Please print every record below exactly as it appears.

== Data for the task

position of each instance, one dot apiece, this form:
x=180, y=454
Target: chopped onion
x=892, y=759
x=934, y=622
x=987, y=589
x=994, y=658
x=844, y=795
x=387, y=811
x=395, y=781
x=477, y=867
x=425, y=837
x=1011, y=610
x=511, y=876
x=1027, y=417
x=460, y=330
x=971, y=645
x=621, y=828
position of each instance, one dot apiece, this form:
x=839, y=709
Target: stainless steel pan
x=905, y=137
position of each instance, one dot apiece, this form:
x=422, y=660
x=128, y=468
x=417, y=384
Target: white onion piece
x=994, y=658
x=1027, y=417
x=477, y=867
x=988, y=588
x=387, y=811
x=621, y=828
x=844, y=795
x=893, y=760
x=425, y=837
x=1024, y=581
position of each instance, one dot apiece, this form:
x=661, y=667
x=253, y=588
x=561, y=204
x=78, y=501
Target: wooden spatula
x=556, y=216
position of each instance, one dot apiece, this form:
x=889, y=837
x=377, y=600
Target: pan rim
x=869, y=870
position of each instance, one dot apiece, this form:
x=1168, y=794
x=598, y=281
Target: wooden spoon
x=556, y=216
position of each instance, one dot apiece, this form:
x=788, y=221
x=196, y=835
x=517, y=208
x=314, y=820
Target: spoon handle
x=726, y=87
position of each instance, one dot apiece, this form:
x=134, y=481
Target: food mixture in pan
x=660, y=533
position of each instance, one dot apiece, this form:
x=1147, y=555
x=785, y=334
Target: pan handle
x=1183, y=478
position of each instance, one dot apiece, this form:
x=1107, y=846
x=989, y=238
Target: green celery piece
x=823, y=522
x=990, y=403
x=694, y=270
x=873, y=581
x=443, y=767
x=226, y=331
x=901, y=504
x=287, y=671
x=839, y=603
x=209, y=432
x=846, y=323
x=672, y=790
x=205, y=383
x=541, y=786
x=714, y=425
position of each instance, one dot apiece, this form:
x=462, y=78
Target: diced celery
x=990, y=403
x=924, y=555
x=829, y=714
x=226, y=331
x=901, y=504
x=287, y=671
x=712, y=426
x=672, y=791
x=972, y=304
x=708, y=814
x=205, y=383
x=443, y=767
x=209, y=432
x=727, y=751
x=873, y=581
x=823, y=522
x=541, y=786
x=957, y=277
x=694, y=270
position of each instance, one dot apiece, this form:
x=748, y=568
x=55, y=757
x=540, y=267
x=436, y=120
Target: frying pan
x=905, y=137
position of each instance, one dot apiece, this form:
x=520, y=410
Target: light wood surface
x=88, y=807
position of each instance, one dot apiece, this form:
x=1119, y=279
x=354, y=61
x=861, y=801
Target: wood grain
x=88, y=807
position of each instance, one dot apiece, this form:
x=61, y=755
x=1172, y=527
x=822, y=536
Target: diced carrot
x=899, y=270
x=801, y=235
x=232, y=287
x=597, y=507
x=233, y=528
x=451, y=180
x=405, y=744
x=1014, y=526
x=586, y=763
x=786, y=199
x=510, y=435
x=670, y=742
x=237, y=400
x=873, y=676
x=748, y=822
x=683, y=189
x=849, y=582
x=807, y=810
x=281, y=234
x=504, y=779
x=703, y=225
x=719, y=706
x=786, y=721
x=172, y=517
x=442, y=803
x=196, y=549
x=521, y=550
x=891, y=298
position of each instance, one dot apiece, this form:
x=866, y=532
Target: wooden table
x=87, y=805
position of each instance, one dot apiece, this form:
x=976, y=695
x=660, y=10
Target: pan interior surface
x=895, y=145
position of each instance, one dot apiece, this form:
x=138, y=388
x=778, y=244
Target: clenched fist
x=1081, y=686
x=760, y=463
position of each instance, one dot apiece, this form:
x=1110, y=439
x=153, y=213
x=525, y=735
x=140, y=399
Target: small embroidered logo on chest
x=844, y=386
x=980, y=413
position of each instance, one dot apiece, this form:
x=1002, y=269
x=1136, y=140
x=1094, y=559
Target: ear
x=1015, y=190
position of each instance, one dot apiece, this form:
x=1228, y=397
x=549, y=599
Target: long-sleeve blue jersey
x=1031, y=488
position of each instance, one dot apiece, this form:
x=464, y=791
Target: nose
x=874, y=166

====

Final answer:
position of each instance, one dot apiece, this form:
x=180, y=454
Target: chopped onion
x=892, y=759
x=934, y=622
x=987, y=589
x=994, y=658
x=844, y=795
x=387, y=811
x=395, y=781
x=477, y=867
x=425, y=837
x=1011, y=610
x=511, y=876
x=1027, y=417
x=460, y=330
x=971, y=645
x=621, y=828
position of each instance, one dot apiece, this form:
x=839, y=709
Target: stainless steel pan
x=905, y=137
position of each instance, one dot apiece, this form:
x=422, y=660
x=128, y=468
x=417, y=384
Target: white onion piece
x=994, y=658
x=1027, y=417
x=477, y=867
x=988, y=588
x=387, y=811
x=621, y=828
x=844, y=795
x=893, y=760
x=425, y=837
x=1024, y=581
position of each instance, one dot apiece, this form:
x=661, y=667
x=253, y=588
x=561, y=204
x=78, y=501
Target: wooden spatula
x=556, y=216
position of each instance, one dot apiece, this form:
x=889, y=837
x=377, y=600
Target: pan rim
x=869, y=870
position of each instance, one dot apiece, this form:
x=1168, y=794
x=598, y=281
Target: wooden spoon
x=556, y=216
position of each instance, one dot apiece, this form:
x=788, y=221
x=196, y=835
x=517, y=208
x=314, y=820
Target: spoon handle
x=726, y=87
position of each instance, one dot apiece, this form:
x=134, y=481
Target: food mixture in pan
x=660, y=533
position of each instance, one dot apiece, this form:
x=1147, y=555
x=785, y=334
Target: pan handle
x=1183, y=478
position of each instance, one dot apiece, this form:
x=1107, y=846
x=989, y=238
Target: green celery piece
x=823, y=522
x=990, y=403
x=694, y=270
x=873, y=581
x=443, y=767
x=226, y=331
x=901, y=504
x=287, y=671
x=839, y=603
x=209, y=432
x=846, y=323
x=672, y=790
x=205, y=383
x=541, y=786
x=714, y=425
position of each instance, one dot apiece, this form:
x=462, y=78
Target: diced celery
x=990, y=403
x=924, y=555
x=829, y=714
x=226, y=331
x=901, y=504
x=287, y=671
x=712, y=426
x=672, y=791
x=972, y=304
x=708, y=814
x=205, y=383
x=443, y=767
x=209, y=432
x=727, y=751
x=873, y=581
x=823, y=522
x=541, y=786
x=957, y=277
x=694, y=270
position of each instance, one dot apiece, this form:
x=748, y=568
x=55, y=757
x=540, y=267
x=436, y=120
Target: frying pan
x=905, y=137
position of each instance, one dot apiece, this form:
x=520, y=410
Target: light wood surface
x=88, y=807
position of each instance, one dot apiece, this form:
x=1119, y=279
x=354, y=61
x=861, y=801
Target: wood grain
x=88, y=807
position of each instance, one dot apiece, this form:
x=61, y=755
x=1172, y=527
x=822, y=536
Target: diced carrot
x=899, y=270
x=801, y=235
x=232, y=287
x=597, y=507
x=233, y=528
x=451, y=180
x=405, y=744
x=1014, y=526
x=586, y=763
x=786, y=199
x=510, y=435
x=670, y=742
x=237, y=400
x=873, y=676
x=748, y=822
x=683, y=189
x=849, y=582
x=807, y=810
x=281, y=234
x=504, y=779
x=703, y=225
x=719, y=706
x=786, y=721
x=172, y=517
x=442, y=803
x=196, y=549
x=521, y=550
x=891, y=298
position of each instance, one dot apiece, this form:
x=866, y=532
Target: wooden table
x=87, y=805
position of each instance, one dot apiece, this form:
x=976, y=695
x=660, y=10
Target: pan interior surface
x=895, y=145
position of each instance, one dot apiece, this form:
x=138, y=388
x=778, y=244
Target: clenched fist
x=1081, y=686
x=760, y=463
position of each instance, one dot apiece, this form:
x=1110, y=439
x=153, y=213
x=525, y=735
x=140, y=399
Target: small embroidered logo on chest
x=844, y=386
x=980, y=413
position of each instance, one dot apiece, this form:
x=1002, y=269
x=1136, y=140
x=1094, y=559
Target: ear
x=1015, y=190
position of each instance, one dot apiece, this form:
x=1228, y=397
x=549, y=599
Target: long-sleeve blue jersey
x=1031, y=488
position of each instance, one dot apiece, this form:
x=464, y=791
Target: nose
x=874, y=166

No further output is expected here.